### REQUIREMENT
Taking the line that contains "Element lookup — where exactly is the mirror" as the starting point, give again exactly every line up to and including the last line of the records below.

Collection entries
⟨

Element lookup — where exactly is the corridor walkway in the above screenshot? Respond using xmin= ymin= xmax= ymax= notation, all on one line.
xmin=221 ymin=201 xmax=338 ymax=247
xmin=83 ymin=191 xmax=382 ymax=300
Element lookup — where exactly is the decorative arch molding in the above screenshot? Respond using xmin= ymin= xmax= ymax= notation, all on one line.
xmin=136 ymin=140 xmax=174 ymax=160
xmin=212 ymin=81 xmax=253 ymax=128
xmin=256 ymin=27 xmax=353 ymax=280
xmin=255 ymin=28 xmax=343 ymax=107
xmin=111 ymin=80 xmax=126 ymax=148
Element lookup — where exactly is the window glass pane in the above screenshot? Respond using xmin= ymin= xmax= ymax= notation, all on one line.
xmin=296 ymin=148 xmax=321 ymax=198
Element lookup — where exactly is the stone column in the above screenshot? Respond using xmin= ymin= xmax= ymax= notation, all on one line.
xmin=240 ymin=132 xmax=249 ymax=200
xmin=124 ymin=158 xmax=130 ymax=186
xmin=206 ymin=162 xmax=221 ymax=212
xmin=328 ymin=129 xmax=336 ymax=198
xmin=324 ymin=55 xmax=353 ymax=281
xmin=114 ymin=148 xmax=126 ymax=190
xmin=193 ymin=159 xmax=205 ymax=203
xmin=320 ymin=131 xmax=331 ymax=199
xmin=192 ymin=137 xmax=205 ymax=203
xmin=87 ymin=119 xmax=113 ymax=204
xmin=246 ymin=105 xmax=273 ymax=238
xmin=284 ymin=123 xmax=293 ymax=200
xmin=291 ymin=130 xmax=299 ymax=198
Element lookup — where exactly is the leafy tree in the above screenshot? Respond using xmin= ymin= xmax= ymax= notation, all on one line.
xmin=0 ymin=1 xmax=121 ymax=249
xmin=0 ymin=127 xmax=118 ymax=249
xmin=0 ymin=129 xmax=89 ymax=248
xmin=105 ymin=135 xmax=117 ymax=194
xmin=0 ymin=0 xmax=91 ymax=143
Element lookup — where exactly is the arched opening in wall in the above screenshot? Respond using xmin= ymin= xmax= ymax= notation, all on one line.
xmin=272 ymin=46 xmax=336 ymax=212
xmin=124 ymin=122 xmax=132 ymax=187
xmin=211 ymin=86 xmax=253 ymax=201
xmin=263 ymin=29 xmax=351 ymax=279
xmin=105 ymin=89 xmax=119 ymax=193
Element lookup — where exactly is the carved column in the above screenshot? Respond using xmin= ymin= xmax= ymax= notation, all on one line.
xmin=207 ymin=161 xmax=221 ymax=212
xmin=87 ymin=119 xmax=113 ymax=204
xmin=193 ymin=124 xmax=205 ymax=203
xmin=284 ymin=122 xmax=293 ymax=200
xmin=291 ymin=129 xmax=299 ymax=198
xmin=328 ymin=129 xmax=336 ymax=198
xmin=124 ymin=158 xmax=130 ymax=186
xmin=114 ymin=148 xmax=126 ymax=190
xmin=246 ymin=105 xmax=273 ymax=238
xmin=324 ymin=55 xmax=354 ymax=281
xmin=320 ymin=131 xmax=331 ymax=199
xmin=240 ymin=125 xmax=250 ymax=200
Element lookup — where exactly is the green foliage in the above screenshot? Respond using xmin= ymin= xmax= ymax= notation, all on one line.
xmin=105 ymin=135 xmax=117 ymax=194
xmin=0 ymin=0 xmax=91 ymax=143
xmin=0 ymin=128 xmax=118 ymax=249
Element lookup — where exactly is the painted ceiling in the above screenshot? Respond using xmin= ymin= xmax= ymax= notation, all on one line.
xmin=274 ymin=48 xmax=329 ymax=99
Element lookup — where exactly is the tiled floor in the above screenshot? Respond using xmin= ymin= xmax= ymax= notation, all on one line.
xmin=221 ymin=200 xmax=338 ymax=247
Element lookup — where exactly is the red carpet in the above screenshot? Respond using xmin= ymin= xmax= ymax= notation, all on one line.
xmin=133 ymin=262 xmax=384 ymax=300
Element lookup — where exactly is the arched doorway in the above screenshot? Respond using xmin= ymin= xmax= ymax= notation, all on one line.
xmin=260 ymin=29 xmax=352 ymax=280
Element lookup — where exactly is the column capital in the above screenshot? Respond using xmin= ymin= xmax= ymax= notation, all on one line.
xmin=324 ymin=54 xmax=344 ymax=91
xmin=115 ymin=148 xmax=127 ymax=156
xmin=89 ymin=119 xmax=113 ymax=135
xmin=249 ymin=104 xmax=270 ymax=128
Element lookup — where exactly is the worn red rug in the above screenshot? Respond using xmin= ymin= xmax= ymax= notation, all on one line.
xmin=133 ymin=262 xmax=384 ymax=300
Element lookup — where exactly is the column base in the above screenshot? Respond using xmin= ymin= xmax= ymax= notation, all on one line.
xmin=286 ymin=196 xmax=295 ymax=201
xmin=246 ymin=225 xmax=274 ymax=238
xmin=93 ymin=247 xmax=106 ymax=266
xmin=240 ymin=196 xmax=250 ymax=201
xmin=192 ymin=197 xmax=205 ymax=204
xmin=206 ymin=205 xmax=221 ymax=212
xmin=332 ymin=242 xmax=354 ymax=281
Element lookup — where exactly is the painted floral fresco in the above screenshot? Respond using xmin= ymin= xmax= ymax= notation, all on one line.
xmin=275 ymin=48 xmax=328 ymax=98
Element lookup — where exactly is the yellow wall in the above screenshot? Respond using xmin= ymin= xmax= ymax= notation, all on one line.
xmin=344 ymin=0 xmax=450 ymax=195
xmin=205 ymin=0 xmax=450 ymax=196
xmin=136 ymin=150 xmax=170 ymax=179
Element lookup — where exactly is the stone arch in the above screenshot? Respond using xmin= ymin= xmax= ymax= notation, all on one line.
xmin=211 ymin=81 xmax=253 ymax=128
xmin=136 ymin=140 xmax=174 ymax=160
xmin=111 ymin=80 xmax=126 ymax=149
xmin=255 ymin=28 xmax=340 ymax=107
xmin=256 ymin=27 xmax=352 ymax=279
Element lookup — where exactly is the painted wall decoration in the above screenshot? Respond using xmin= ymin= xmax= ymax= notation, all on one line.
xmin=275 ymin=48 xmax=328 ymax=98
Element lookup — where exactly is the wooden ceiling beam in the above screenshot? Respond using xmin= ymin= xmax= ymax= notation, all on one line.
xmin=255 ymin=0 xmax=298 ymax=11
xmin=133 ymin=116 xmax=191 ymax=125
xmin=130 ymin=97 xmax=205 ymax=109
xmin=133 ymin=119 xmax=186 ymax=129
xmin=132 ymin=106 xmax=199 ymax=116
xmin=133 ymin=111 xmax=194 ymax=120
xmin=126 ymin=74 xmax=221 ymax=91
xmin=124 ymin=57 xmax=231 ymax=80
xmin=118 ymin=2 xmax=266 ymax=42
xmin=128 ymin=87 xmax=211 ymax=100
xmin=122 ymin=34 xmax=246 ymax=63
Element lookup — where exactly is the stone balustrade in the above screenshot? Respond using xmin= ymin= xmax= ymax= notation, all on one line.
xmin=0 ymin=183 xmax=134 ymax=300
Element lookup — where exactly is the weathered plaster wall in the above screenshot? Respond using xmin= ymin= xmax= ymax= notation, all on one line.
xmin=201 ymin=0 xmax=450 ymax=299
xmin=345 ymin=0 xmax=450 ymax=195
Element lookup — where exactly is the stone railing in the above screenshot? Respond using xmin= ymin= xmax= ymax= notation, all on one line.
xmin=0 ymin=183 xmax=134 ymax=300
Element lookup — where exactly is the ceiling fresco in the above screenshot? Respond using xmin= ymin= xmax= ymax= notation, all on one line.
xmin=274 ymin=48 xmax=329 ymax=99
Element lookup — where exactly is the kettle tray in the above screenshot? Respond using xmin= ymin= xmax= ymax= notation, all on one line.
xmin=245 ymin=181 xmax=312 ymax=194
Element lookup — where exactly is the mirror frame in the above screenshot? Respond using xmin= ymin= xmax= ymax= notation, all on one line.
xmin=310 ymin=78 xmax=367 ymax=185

⟩

### EXERCISE RESULT
Element lookup — where exactly is the mirror frame in the above screenshot? Respond using xmin= ymin= xmax= ymax= notation, all on one line.
xmin=310 ymin=78 xmax=367 ymax=185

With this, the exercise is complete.